__Document segment__
----
Background: The genome annotations of rhesus (Macaca mulatta) and cynomolgus (Macaca fascicularis) macaques, two of the most common non-human primate animal models, are limited.
Methods: We analyzed large-scale macaque RNA-based next-generation sequencing (RNAseq) data to identify un-annotated macaque transcripts.
Results: For both macaque species, we uncovered thousands of novel isoforms for annotated genes and thousands of un-annotated intergenic transcripts enriched with non-coding RNAs. We also identified thousands of transcript sequences which are partially or completely 'missing' from current macaque genome assemblies. We showed that many newly identified transcripts were differentially expressed during SIV infection of rhesus macaques or during Ebola virus infection of cynomolgus macaques.
Conclusions: For two important macaque species, we uncovered thousands of novel isoforms and un-annotated intergenic transcripts including coding and non-coding RNAs, polyadenylated and non-polyadenylated transcripts. This resource will greatly improve future macaque studies, as demonstrated by their applications in infectious disease studies.
----
__Supplied material__
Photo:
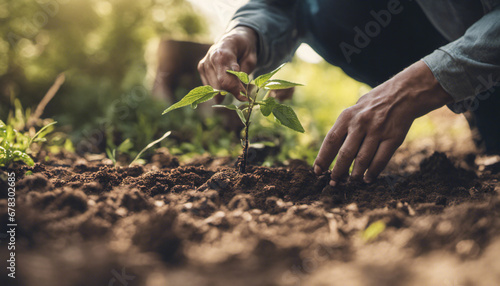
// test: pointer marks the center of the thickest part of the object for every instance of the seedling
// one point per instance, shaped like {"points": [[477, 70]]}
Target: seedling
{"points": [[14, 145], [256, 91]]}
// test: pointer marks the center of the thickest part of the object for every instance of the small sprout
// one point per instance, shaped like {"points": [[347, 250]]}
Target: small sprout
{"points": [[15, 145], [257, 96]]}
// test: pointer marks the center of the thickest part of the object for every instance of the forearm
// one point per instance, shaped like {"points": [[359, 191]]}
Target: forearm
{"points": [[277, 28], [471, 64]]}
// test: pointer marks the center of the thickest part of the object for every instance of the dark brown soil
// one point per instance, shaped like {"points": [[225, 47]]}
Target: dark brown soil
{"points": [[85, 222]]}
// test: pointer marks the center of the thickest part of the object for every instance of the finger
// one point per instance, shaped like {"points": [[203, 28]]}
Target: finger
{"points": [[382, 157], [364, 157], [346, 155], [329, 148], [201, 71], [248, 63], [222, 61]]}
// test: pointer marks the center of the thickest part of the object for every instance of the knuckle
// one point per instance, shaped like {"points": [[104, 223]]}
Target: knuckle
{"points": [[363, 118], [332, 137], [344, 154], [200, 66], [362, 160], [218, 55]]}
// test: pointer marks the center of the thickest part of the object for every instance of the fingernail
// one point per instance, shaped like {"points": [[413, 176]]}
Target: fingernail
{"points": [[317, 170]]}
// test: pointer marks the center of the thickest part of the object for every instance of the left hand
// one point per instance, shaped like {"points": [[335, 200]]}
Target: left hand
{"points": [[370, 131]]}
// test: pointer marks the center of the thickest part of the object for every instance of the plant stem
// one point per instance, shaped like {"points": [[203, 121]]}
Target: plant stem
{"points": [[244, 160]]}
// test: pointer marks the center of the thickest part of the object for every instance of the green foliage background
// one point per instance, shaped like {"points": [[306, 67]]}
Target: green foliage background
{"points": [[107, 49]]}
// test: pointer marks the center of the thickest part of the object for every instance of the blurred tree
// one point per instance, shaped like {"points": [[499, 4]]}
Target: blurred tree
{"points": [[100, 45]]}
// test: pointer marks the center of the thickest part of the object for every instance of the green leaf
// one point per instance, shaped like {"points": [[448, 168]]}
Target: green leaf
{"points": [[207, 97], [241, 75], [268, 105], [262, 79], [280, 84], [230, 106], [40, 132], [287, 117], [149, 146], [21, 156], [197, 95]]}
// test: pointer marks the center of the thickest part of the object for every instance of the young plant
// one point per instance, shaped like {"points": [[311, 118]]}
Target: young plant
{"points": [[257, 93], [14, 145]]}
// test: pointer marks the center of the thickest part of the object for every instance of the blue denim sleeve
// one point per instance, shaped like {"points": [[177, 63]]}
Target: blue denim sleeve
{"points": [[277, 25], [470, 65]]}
----
__Exercise requirements__
a – Can you summarize the macaque transcript abstract above in two sentences?
b – Answer these questions about the macaque transcript abstract above:
(i) What kind of data was analyzed to find un-annotated macaque transcripts?
(ii) Which class of RNAs were the un-annotated intergenic transcripts enriched with?
(iii) During infection with which virus were newly identified transcripts differentially expressed in cynomolgus macaques?

__Answers to each task__
a – Genome annotations of rhesus and cynomolgus macaques are limited, and analysis of large-scale RNAseq data uncovered thousands of novel isoforms, un-annotated intergenic transcripts, and transcript sequences missing from current genome assemblies. Many of the new transcripts were differentially expressed during SIV infection of rhesus macaques or Ebola virus infection of cynomolgus macaques, and the resource is expected to greatly improve future macaque studies.

b –
(i) Large-scale macaque RNA-based next-generation sequencing (RNAseq) data.
(ii) Non-coding RNAs.
(iii) Ebola virus.